---------- Provided records ----------

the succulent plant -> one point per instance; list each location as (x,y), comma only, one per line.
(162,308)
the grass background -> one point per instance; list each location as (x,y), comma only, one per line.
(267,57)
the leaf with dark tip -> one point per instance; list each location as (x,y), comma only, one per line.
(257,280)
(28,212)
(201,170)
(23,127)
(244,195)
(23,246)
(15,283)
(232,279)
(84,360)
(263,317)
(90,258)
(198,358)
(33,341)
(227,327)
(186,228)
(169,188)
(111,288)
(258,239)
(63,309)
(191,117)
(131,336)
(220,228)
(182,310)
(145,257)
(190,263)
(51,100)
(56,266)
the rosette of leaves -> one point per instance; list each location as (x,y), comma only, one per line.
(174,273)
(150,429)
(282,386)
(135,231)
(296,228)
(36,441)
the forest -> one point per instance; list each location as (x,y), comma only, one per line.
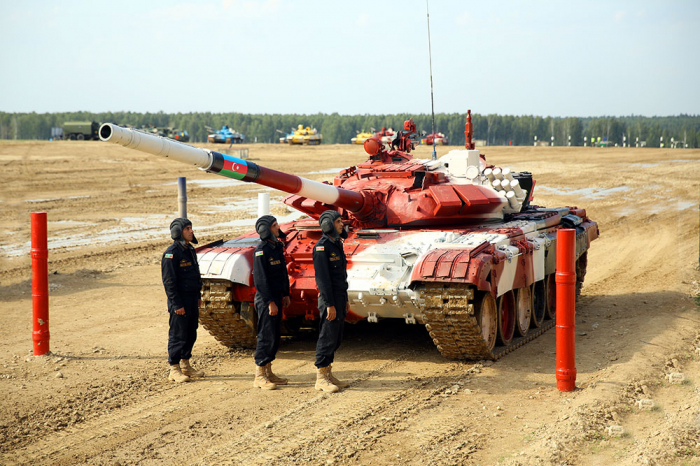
(671,131)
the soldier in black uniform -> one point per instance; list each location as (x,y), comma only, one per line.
(330,267)
(271,295)
(183,284)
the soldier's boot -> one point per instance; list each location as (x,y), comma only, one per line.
(334,380)
(273,378)
(323,380)
(261,379)
(176,374)
(190,371)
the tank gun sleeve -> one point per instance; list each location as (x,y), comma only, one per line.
(169,273)
(323,277)
(260,277)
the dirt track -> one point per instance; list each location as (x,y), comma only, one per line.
(102,396)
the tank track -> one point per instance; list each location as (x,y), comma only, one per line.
(229,322)
(449,318)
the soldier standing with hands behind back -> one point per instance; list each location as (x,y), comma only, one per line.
(183,285)
(330,267)
(271,295)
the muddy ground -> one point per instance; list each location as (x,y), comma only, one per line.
(102,396)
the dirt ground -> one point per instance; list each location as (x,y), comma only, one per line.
(102,395)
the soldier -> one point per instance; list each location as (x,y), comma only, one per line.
(332,281)
(183,284)
(271,296)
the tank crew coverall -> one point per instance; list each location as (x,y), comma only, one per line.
(271,285)
(330,267)
(183,285)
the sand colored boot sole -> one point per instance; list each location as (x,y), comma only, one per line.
(323,381)
(334,379)
(190,371)
(176,374)
(273,378)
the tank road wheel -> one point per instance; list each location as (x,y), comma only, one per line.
(523,309)
(486,314)
(551,293)
(539,304)
(230,322)
(506,318)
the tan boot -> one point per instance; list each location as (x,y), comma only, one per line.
(273,378)
(190,371)
(334,380)
(176,374)
(323,381)
(261,379)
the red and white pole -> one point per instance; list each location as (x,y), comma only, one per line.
(40,284)
(566,309)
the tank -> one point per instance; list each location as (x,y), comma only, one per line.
(303,135)
(167,131)
(225,135)
(454,244)
(440,139)
(361,137)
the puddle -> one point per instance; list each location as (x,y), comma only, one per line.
(679,206)
(57,198)
(590,193)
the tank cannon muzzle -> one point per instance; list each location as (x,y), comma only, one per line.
(231,167)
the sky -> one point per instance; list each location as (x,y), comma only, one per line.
(537,57)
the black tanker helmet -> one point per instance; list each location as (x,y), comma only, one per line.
(262,227)
(327,220)
(176,228)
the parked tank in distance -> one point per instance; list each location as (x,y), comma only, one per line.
(440,139)
(167,132)
(453,244)
(303,136)
(225,135)
(361,137)
(81,130)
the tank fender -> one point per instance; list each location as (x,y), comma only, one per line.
(472,266)
(234,264)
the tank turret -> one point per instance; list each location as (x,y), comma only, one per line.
(453,244)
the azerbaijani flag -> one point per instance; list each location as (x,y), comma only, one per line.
(234,167)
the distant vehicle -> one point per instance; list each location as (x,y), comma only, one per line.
(440,139)
(361,137)
(81,130)
(167,132)
(225,135)
(303,135)
(285,136)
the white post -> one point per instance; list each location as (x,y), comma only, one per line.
(182,197)
(263,204)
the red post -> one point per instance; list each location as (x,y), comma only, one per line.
(40,284)
(566,309)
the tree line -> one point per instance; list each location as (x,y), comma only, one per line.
(339,129)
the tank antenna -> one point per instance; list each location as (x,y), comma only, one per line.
(430,59)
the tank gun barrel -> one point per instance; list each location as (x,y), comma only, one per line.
(232,167)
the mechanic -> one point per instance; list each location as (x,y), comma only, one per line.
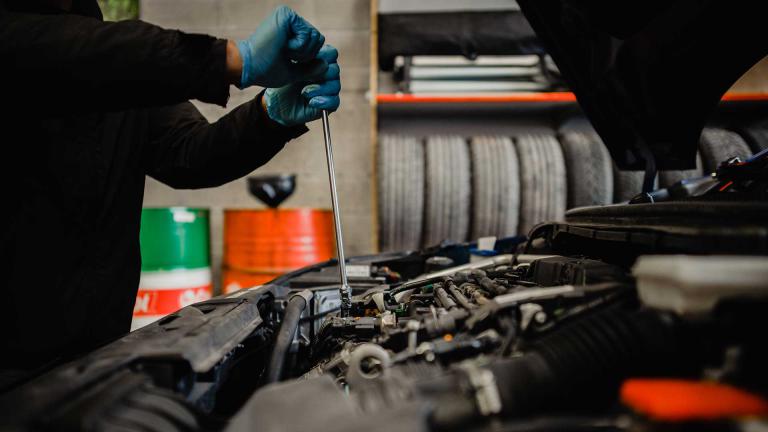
(91,108)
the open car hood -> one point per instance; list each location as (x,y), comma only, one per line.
(648,74)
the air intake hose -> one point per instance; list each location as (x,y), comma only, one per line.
(296,305)
(584,363)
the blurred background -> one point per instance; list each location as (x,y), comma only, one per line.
(461,90)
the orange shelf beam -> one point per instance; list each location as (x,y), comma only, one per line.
(399,98)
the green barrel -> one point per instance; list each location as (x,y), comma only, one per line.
(174,238)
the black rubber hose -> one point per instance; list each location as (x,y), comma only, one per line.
(584,363)
(296,305)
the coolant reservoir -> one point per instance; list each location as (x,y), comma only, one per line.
(693,285)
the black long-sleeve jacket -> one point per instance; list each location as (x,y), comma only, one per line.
(90,109)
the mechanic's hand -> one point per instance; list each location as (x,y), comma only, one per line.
(281,51)
(304,101)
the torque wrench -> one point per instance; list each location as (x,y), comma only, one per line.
(344,290)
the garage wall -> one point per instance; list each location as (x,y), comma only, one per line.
(346,25)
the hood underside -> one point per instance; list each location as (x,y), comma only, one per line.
(649,74)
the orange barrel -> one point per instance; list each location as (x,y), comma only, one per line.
(175,267)
(235,280)
(276,241)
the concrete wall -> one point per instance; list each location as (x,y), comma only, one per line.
(346,25)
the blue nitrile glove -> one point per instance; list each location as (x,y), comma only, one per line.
(281,51)
(303,102)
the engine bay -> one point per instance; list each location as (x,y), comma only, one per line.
(535,336)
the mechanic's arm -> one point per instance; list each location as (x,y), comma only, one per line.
(185,151)
(74,62)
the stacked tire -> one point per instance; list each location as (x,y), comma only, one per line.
(437,188)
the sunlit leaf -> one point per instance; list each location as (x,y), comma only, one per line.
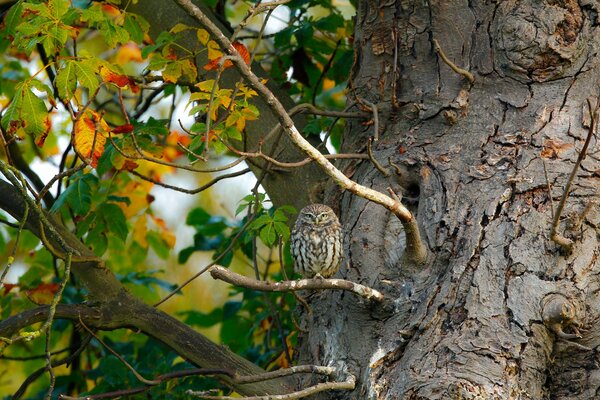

----------

Work to complete -> The result should be a word-for-word restatement of all the data, without images.

Expected answer ->
the succulent plant -> one point per instance; list each location as (x,y), comma only, one per line.
(162,308)
the grass background -> one point per instance; list each location as (x,y), comma only, one per line.
(267,57)
the leaf with dark tip -> one point per instance; list each location as (x,y), comma only, one per line.
(257,280)
(28,212)
(201,170)
(23,127)
(244,195)
(23,246)
(15,283)
(232,279)
(84,360)
(263,317)
(90,258)
(198,358)
(33,341)
(227,327)
(186,228)
(169,188)
(111,288)
(258,239)
(63,309)
(191,117)
(131,336)
(220,228)
(182,310)
(145,257)
(190,263)
(51,100)
(56,266)
the rosette of leaves -> one point per instance; list each location as (x,y), comma only, one per line.
(174,273)
(150,429)
(282,386)
(135,231)
(296,228)
(36,441)
the forest -> one point per instance; list each location as (x,y), comma only, one per line.
(671,131)
the soldier in black uniform -> one point per instance; list each location as (x,y), comma only, one per line.
(330,267)
(271,295)
(183,284)
the soldier's boot -> one point per instance; list each location as (x,y), comma only, one per line.
(334,380)
(273,378)
(323,380)
(261,379)
(176,374)
(190,371)
the tank gun sleeve -> one point per instance; list each location as (x,y), comma only, one per line.
(169,273)
(323,277)
(260,277)
the dirt track -> one point per instance; list each location as (x,y), comma only, one per line.
(102,396)
the tank track -> one point per instance; list each location as (x,y), comma only, one per line.
(229,322)
(449,318)
the soldier standing with hands behind back -> one point per instance; list each location as (x,y), comma only, one per line.
(183,285)
(330,267)
(271,295)
the muddy ground -> one point per instance; list each location as (x,y), comma only, one per line.
(102,396)
the dirt ground -> one point per instance; list each location as (x,y), comma only, one per line.
(102,395)
the soldier -> one point per instance; list each location as (x,y), comma only, one per line.
(332,281)
(183,284)
(271,296)
the tank crew coverall -> one point per instance; list each location as (x,y), comma only, one per line.
(271,285)
(330,267)
(183,285)
the sand colored boot sole -> one point per instance; list each location as (x,y), comma only, one per line.
(323,381)
(334,379)
(190,371)
(176,374)
(273,378)
the tank road wheel -> one point per instance; list each location as (x,y), comma only, one per line.
(523,309)
(486,314)
(551,293)
(539,304)
(230,322)
(506,318)
the tan boot -> one point per instance; list each location as (x,y), comma only, one per line.
(273,378)
(190,371)
(334,380)
(176,374)
(323,381)
(261,379)
the red and white pole -> one point per instance; list each location as (x,y), comma only, one per line.
(40,284)
(566,309)
the tank -> one point per instance; list each location as (x,y), comma only, one per line.
(303,135)
(167,131)
(225,135)
(454,244)
(440,139)
(361,137)
the puddle -> one point per instance; list each location as (x,y), comma only, one per line.
(679,206)
(57,198)
(590,193)
the tank cannon muzzle -> one point per instance; list each location as (x,y), comma only, one per line.
(231,167)
the sky -> one point per instance; list each location as (x,y), comma only, one per line.
(537,57)
the black tanker helmet -> one point per instance; list each location as (x,y), comma only, one per line.
(262,227)
(327,220)
(176,228)
the parked tank in distance -> one point per instance; list each location as (x,y), comma only, one per line.
(440,139)
(167,132)
(453,244)
(303,136)
(225,135)
(361,137)
(81,130)
the tank fender -> one point per instance; list each location as (x,y), comma only, one per line.
(472,266)
(234,264)
the tank turret -> one point per instance; list each location as (x,y), comma only, one per line.
(453,244)
the azerbaijani flag -> one point per instance; list each location as (x,y), comma only, one per line.
(234,167)
the distant vehicle -> one point per instance; list each location as (x,y), comma only, one per line.
(440,139)
(361,137)
(81,130)
(167,132)
(225,135)
(303,135)
(285,136)
the white post -> one point per instance; list each location as (x,y), comma only, one per line.
(182,197)
(263,204)
the red post -> one point per instance; list each location as (x,y), comma only, one per line.
(40,284)
(566,309)
the tree line -> one point per instance; list each location as (x,y), comma only, one per line.
(339,129)
the tank antenna -> one point per instance; list each location as (x,y), comma only, one per line.
(430,59)
the tank gun barrel -> one point per instance; list each location as (x,y), comma only, one per line.
(232,167)
the mechanic -> one point per instance; list each location as (x,y), comma only, one per line.
(91,108)
the open car hood -> one point per instance; list each location as (x,y), comma only, one per line.
(648,74)
the air intake hose -> one point per instance; list each location as (x,y), comma only, one per line.
(296,305)
(584,363)
the blurred background -> one point per instance; list each location as (x,y), comma only, one per line.
(461,90)
the orange shelf beam -> one point per instance; list each location as (x,y), comma only, one per line.
(399,98)
the green barrel -> one point per instance; list each location as (x,y), comma only, one per line.
(174,238)
the black rubber hose -> one point per instance; list each location as (x,y), comma only, one per line.
(584,363)
(296,305)
the coolant reservoir -> one point per instance; list each location as (x,y), comma only, one per line.
(693,285)
the black long-sleeve jacket -> one point per instance; list each location as (x,y), comma only, one per line.
(90,109)
the mechanic's hand -> one point per instance; list each location as (x,y), comma only, one per line.
(281,51)
(304,101)
the torque wrench -> one point per instance; list each location as (x,y), comma only, one per line.
(344,290)
the garage wall -> one point per instance; list each location as (x,y), comma only, one per line.
(346,25)
the hood underside -> one point per instance; list each location as (x,y), comma only, one per line.
(649,74)
the orange barrel -> one point per instance; list each location as (x,y), comma only, one per line.
(175,267)
(235,280)
(276,241)
the concrete wall -> one point per instance; list each location as (x,y), comma only, one per line.
(346,25)
the blue nitrile glove -> one point per instance; list each location as (x,y), comma only, one per line.
(281,51)
(303,102)
the engine bay -> one point per instance; list each location as (x,y), comma only, one per line.
(535,336)
the mechanic's arm -> one point per instance; list each location as (x,y), comma only, one per line.
(185,151)
(74,62)
the stacked tire -> one point per instance; list each location as (x,y), comma only, one per line.
(437,188)
the sunlit leaf -> one point per instance; list each location as (x,y), comma only, one per line.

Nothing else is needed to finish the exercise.